_DATASET EXTRACT:_
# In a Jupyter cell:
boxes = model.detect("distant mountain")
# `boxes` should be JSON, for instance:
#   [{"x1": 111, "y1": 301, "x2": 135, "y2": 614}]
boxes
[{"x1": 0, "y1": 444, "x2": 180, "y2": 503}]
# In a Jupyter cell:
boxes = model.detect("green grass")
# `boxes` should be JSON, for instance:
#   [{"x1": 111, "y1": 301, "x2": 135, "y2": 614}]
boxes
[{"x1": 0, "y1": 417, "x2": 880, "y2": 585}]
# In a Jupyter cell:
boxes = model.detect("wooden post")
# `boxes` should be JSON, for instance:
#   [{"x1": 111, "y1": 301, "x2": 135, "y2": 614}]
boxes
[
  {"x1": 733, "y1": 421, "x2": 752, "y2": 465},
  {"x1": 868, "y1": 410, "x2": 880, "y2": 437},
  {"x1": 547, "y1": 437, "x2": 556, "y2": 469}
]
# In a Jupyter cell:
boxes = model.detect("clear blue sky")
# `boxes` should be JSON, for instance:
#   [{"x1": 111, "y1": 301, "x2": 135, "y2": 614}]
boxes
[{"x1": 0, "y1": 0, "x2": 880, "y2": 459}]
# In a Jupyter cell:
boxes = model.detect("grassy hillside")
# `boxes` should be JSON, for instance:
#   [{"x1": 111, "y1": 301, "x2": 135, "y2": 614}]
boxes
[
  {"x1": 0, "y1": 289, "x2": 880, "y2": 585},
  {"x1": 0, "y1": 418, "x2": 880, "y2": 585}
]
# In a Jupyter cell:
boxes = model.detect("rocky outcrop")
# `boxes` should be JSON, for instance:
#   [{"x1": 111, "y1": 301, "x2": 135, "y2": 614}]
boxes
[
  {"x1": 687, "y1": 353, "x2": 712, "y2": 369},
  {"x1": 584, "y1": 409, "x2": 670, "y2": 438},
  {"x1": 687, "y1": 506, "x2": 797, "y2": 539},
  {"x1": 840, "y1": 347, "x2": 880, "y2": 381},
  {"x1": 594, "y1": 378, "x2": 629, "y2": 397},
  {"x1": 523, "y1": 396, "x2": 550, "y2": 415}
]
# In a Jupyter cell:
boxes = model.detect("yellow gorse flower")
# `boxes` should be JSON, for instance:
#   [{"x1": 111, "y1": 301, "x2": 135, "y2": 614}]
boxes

_DIRECTIONS FOR THIS TASK:_ Tally the lines of the records above that contain the string "model" and give only that number.

_RESULT OF THIS EXERCISE:_ 7